[start DATA LINES]

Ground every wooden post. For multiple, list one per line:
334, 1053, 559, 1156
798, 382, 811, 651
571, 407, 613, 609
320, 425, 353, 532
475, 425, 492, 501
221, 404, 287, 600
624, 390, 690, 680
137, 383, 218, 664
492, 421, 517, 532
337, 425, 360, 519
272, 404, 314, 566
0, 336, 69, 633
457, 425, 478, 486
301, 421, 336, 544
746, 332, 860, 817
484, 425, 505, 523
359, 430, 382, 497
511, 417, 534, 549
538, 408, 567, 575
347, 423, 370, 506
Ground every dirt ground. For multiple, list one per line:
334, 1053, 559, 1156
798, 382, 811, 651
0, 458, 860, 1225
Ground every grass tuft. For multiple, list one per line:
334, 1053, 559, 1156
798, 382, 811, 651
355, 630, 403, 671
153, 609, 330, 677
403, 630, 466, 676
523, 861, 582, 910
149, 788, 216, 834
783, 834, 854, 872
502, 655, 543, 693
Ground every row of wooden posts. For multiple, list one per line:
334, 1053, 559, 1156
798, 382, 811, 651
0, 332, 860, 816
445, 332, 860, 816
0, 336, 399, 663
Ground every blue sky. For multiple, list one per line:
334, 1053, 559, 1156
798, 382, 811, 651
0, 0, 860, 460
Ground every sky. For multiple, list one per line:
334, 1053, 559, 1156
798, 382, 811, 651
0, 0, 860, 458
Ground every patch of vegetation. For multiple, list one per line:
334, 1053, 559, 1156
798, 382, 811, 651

[end DATA LINES]

THE PROBLEM
Write out, verbatim, every line above between the line holding "Ground every row" and the line holding "0, 0, 860, 458", inclusive.

ANSWER TO THE TASK
Ground every row of wooden posts. For multiple, list one per line:
334, 1053, 559, 1156
798, 382, 811, 651
0, 332, 860, 816
445, 332, 860, 816
0, 336, 399, 663
Ground every blue sky. For multiple, list one per line:
334, 1053, 559, 1156
798, 382, 811, 651
0, 0, 860, 460
Ground every sky. For multiple, list one per line:
334, 1053, 559, 1156
798, 382, 811, 651
0, 0, 860, 458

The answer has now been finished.